■ **Required action**
Once the images are set aside, write out the rest of the records exactly.
START Provided data
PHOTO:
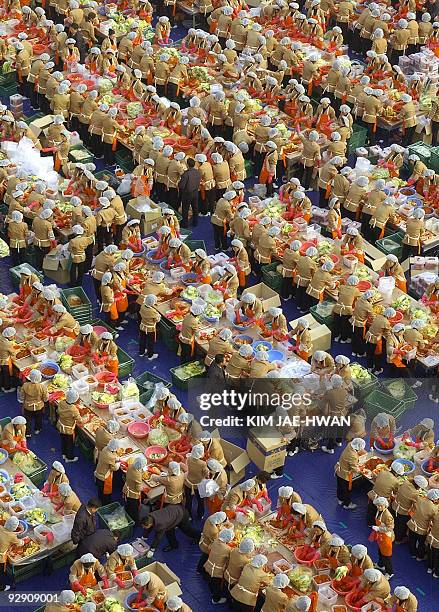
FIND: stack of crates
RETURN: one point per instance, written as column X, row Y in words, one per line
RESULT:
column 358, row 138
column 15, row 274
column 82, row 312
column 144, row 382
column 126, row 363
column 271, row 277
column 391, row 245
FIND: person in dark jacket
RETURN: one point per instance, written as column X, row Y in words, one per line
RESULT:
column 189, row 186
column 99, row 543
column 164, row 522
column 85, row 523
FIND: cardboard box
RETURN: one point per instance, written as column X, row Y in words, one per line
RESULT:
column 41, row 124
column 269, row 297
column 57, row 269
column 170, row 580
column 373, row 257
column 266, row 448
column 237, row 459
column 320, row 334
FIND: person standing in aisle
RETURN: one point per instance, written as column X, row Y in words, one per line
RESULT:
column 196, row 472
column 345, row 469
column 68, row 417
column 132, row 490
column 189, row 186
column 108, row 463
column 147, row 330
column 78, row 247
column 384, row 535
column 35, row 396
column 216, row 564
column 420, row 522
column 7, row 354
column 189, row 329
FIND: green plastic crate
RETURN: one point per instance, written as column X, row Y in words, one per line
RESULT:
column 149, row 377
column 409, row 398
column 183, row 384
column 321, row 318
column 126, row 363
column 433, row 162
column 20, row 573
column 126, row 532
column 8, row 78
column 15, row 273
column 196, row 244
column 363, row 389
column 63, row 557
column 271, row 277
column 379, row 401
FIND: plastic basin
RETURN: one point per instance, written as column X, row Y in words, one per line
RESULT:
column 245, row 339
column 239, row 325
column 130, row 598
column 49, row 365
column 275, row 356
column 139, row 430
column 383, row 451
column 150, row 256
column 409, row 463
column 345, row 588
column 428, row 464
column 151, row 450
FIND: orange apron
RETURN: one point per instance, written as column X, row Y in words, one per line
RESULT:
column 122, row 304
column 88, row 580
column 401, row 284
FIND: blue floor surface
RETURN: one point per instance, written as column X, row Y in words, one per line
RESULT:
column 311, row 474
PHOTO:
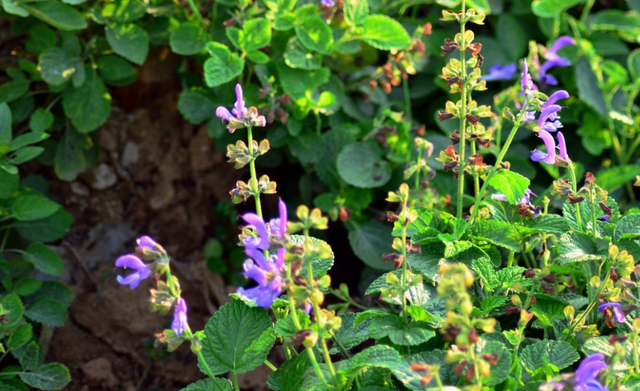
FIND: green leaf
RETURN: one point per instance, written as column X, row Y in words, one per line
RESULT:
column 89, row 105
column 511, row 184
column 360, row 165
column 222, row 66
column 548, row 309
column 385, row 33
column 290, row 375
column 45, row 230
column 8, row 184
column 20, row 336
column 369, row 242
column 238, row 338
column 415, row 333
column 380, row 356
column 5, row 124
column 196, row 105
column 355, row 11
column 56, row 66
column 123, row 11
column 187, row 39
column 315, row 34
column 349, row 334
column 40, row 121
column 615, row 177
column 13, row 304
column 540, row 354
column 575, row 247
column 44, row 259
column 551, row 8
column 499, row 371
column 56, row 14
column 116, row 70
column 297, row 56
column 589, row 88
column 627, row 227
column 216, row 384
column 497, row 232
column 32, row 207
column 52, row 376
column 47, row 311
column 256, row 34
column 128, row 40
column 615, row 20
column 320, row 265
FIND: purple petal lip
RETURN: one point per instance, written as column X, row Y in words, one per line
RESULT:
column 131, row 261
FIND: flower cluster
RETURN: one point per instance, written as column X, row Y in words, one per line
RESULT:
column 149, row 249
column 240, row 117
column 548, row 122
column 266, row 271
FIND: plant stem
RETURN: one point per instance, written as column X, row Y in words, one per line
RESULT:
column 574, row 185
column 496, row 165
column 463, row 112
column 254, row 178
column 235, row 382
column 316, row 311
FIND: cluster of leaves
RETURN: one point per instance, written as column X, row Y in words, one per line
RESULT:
END Provided data
■ **Result of this exercise**
PHOTO:
FIND: stack of crates
RETURN: one point per instance, written as column X, row Y in words, one per line
RESULT:
column 358, row 138
column 15, row 274
column 82, row 312
column 144, row 382
column 126, row 363
column 271, row 277
column 391, row 245
FIND: person in dark jacket
RETURN: one point per instance, written as column X, row Y in words, one per line
RESULT:
column 189, row 186
column 99, row 543
column 164, row 522
column 85, row 523
FIND: cardboard box
RETURN: one point per instance, written as column X, row Y in words, one per line
RESULT:
column 41, row 124
column 269, row 297
column 57, row 269
column 170, row 580
column 373, row 257
column 266, row 448
column 237, row 459
column 320, row 334
FIND: person standing in aisle
RETURN: one point per instance, written as column X, row Y in words, one per line
RESULT:
column 196, row 472
column 345, row 469
column 68, row 417
column 132, row 490
column 189, row 186
column 108, row 463
column 147, row 330
column 78, row 247
column 384, row 535
column 35, row 396
column 216, row 564
column 420, row 522
column 7, row 354
column 189, row 329
FIND: green plastic crate
RETURN: one point per instance, written as column X, row Y in words, one per line
RESULT:
column 149, row 377
column 409, row 398
column 183, row 384
column 321, row 318
column 126, row 363
column 433, row 162
column 20, row 573
column 126, row 532
column 8, row 78
column 15, row 273
column 196, row 244
column 363, row 389
column 63, row 557
column 271, row 277
column 379, row 401
FIND: plastic basin
RETURN: one point per instance, written as column X, row Y in words, one per line
RESULT:
column 245, row 339
column 239, row 325
column 130, row 598
column 49, row 365
column 275, row 356
column 139, row 430
column 383, row 451
column 150, row 256
column 409, row 463
column 345, row 588
column 428, row 464
column 151, row 450
FIND: orange apron
RETURN: one point per instance, written as column X, row Y in words, one per line
RESULT:
column 122, row 304
column 88, row 580
column 401, row 284
FIND: blue floor surface
RETURN: one point per instance, written as column X, row Y in words, one per line
RESULT:
column 311, row 474
PHOTO:
FIND: green leaf
RETURN: one point per instance, written as column X, row Y in words, one per line
RESULT:
column 89, row 105
column 511, row 184
column 360, row 165
column 222, row 66
column 548, row 309
column 385, row 33
column 290, row 375
column 45, row 230
column 8, row 184
column 20, row 336
column 369, row 242
column 238, row 338
column 415, row 333
column 380, row 356
column 5, row 124
column 196, row 105
column 355, row 11
column 56, row 66
column 123, row 11
column 187, row 39
column 315, row 34
column 349, row 334
column 40, row 121
column 615, row 177
column 13, row 304
column 540, row 354
column 575, row 247
column 44, row 259
column 551, row 8
column 499, row 371
column 56, row 14
column 116, row 70
column 297, row 56
column 589, row 88
column 627, row 227
column 216, row 384
column 497, row 232
column 32, row 207
column 52, row 376
column 47, row 311
column 256, row 34
column 128, row 40
column 615, row 20
column 320, row 265
FIND: purple petal lip
RETURN: one point per instance, written as column X, row Y in words, one per line
RESULT:
column 131, row 261
FIND: flower cluster
RETURN: one point per instance, written as column X, row Y in words, one per line
RESULT:
column 149, row 249
column 240, row 117
column 548, row 122
column 266, row 271
FIND: plant stem
RETURN: one point per instance, written as column X, row Y in words, one per line
RESULT:
column 574, row 185
column 496, row 165
column 463, row 112
column 254, row 178
column 235, row 382
column 316, row 311
FIND: cluster of leaves
RETURN: one point per instance, written as column X, row Y in words, one per line
RESULT:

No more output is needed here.